# Short task
Please show every line of the listing that contains the word "brown".

[Region annotation entries]
— Start —

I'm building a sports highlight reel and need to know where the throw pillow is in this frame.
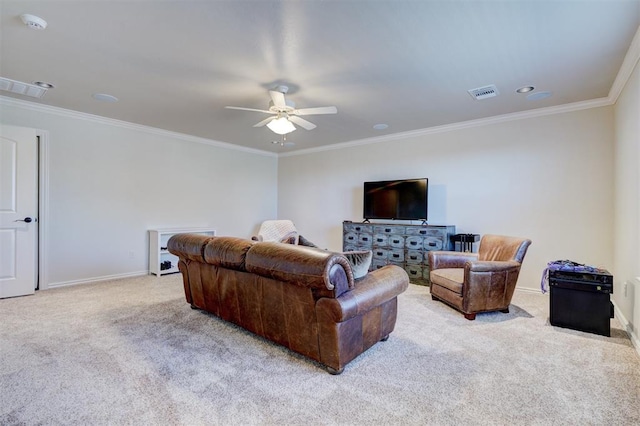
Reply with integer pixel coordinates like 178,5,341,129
298,235,318,247
342,250,373,279
280,231,298,245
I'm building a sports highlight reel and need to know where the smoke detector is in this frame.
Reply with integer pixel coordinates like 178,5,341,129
0,77,48,99
20,13,47,30
468,84,500,101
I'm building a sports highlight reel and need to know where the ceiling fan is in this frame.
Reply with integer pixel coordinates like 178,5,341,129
225,86,338,135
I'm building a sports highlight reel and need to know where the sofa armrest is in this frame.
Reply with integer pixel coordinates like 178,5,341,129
428,251,478,271
246,242,354,297
316,265,409,323
167,234,213,262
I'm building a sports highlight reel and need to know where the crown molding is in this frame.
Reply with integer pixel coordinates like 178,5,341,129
278,97,613,157
609,27,640,104
0,95,277,157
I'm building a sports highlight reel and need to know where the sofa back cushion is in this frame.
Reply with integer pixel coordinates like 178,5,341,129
204,237,255,271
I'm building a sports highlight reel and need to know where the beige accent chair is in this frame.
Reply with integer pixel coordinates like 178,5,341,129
429,235,531,320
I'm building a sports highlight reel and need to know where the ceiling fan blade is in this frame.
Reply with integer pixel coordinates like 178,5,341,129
225,106,273,114
292,106,338,115
253,117,276,127
289,115,316,130
269,90,287,108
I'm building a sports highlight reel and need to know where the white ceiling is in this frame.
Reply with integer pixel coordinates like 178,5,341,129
0,0,640,152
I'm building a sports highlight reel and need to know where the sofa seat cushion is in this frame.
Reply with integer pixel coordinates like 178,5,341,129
342,250,373,280
430,268,464,294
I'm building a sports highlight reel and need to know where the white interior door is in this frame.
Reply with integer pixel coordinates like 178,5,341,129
0,125,38,298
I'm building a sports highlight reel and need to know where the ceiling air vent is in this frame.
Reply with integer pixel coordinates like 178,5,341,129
468,84,500,101
0,77,47,99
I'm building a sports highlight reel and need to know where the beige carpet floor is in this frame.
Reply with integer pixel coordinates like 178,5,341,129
0,275,640,425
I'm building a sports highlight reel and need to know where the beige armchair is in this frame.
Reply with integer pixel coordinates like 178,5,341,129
429,235,531,320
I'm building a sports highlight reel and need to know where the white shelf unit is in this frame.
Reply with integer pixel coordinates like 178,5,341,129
149,228,216,276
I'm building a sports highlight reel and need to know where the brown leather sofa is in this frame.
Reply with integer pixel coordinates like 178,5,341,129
168,234,409,374
429,235,531,320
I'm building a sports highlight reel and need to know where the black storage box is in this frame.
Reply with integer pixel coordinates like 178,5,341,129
549,269,613,336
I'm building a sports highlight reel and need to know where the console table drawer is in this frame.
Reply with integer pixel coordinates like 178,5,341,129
343,221,456,285
373,234,389,247
373,225,405,234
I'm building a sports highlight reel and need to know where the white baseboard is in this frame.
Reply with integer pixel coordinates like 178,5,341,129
47,271,149,289
611,300,640,355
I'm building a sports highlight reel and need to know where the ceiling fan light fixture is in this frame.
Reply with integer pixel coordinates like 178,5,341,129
267,117,296,135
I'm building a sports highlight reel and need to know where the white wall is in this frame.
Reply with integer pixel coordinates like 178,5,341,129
0,101,277,288
278,107,613,289
613,55,640,339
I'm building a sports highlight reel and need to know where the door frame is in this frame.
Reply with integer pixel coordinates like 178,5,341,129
34,129,49,290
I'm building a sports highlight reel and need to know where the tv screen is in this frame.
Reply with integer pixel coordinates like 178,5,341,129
363,178,429,220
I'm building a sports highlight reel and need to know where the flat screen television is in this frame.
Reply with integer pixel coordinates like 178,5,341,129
363,178,429,221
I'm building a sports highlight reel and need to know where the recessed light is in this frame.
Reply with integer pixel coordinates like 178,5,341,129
20,13,47,30
527,92,551,101
516,86,535,93
93,93,118,102
33,81,55,89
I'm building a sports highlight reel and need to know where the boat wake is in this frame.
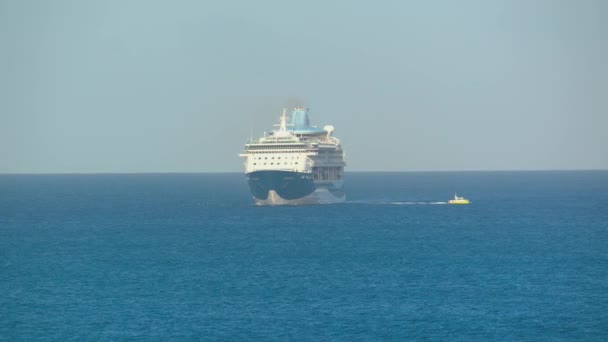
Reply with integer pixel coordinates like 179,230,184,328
346,200,448,205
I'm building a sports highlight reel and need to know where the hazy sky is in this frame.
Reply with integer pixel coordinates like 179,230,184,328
0,0,608,173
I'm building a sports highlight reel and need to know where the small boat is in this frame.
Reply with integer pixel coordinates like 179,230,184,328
448,194,471,204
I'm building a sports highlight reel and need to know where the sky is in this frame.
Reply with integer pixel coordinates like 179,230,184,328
0,0,608,173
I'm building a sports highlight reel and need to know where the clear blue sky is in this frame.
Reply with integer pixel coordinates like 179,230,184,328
0,0,608,173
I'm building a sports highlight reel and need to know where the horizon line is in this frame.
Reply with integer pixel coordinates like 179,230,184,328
0,169,608,176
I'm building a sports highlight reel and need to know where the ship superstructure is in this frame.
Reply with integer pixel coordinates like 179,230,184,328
240,108,346,205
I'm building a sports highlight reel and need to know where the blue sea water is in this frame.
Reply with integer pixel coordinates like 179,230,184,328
0,171,608,341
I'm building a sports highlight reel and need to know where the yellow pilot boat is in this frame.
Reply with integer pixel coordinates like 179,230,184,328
448,194,471,204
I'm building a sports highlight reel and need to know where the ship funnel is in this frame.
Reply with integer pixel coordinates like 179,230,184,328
291,108,310,131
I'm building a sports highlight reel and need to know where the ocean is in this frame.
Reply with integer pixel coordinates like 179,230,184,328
0,171,608,341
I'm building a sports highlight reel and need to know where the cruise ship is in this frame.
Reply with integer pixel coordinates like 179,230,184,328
239,108,346,205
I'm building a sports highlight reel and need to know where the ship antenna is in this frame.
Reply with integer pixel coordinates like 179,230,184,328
279,108,287,132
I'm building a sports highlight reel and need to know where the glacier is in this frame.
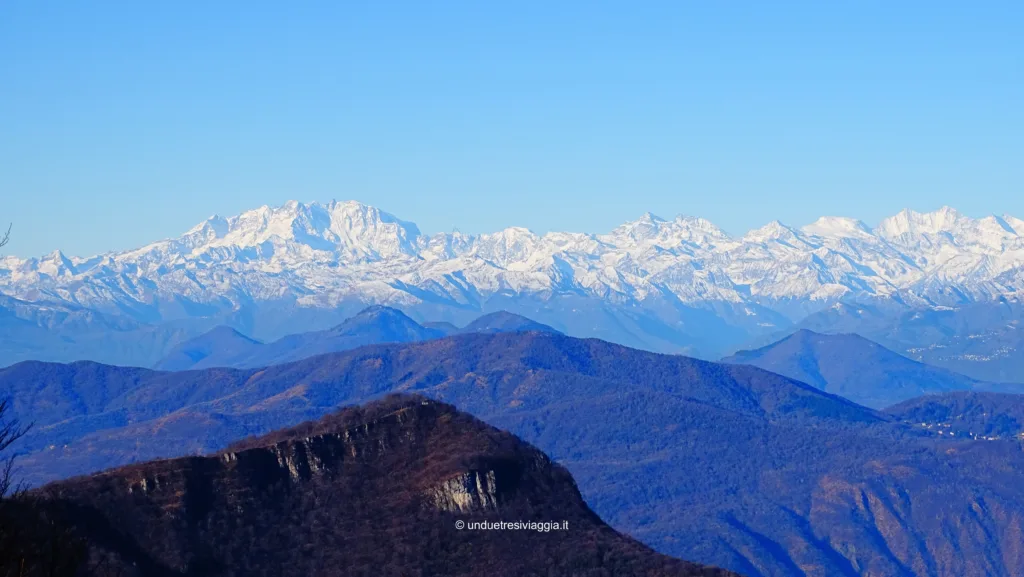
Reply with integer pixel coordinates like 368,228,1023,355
0,201,1024,368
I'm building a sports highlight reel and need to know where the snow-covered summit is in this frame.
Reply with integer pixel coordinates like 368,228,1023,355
0,201,1024,327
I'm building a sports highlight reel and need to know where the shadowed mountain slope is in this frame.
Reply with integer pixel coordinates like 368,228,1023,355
6,332,1024,577
885,390,1024,441
458,311,558,333
6,396,733,577
722,330,1024,409
155,306,558,371
156,306,445,371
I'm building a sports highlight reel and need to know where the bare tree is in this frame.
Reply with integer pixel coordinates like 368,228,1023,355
0,399,32,499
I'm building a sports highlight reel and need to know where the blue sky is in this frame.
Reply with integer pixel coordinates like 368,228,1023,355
0,0,1024,255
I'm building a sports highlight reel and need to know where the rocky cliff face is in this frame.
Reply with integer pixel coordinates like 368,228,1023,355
28,397,730,576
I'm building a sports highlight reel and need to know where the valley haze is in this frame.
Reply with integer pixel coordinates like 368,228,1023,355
0,201,1024,381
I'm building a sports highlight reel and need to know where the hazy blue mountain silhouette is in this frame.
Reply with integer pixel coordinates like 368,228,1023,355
155,305,557,371
457,311,561,334
6,332,1024,577
722,329,1024,409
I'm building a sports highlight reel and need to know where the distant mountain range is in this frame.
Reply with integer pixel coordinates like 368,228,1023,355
722,329,1024,409
155,305,558,371
8,332,1024,577
8,396,738,577
0,202,1024,381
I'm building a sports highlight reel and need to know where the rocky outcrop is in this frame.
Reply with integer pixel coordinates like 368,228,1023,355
28,396,732,577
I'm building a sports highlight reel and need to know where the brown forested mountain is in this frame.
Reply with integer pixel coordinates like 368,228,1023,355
4,396,733,577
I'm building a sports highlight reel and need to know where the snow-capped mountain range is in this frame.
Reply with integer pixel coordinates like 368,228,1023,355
0,201,1024,364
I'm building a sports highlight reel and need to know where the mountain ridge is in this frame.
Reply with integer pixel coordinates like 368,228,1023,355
722,329,1024,409
0,201,1024,373
9,396,733,577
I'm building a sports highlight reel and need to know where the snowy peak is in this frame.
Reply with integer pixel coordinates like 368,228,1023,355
0,201,1024,326
801,216,872,239
743,220,801,243
181,201,420,260
876,206,966,239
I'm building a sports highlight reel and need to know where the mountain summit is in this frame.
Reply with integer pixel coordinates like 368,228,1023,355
18,396,733,577
0,201,1024,364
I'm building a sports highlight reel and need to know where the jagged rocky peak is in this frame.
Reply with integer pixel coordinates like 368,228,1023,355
181,201,421,257
743,220,800,243
801,216,872,238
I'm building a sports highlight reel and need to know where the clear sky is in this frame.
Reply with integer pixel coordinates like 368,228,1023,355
0,0,1024,256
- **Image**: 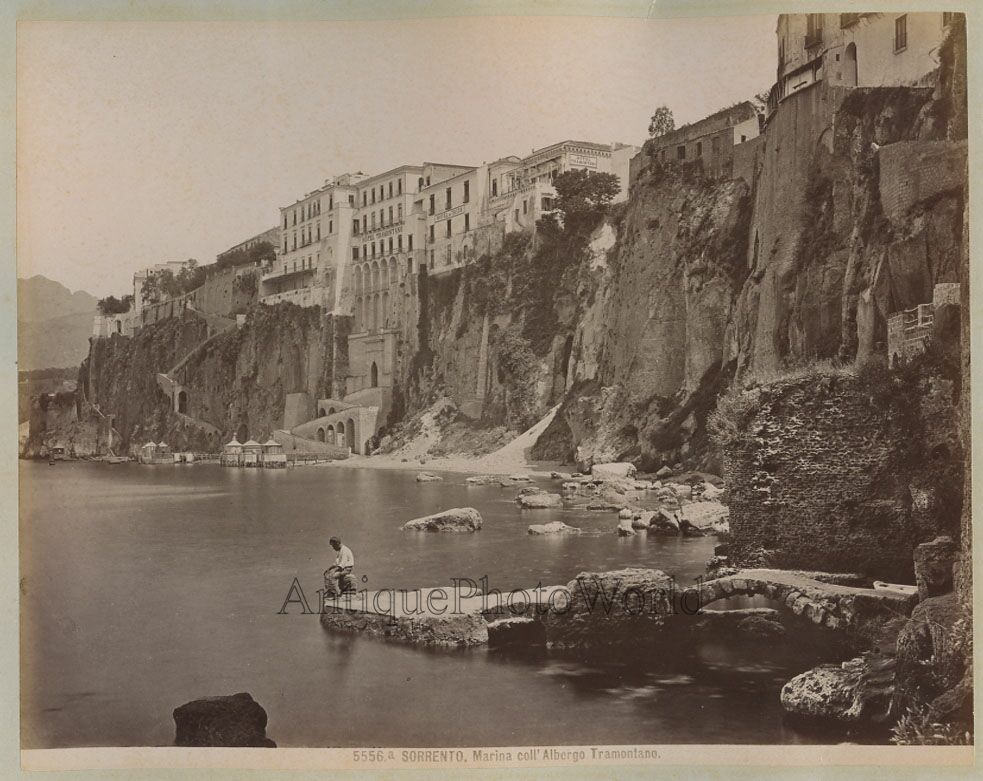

— End —

# Solution
I'm building a sports highlight reel and need to know where the brown leather sofa is in this frame.
I'm building a sports highlight reel and need to know where the brown forested mountain is in this frame.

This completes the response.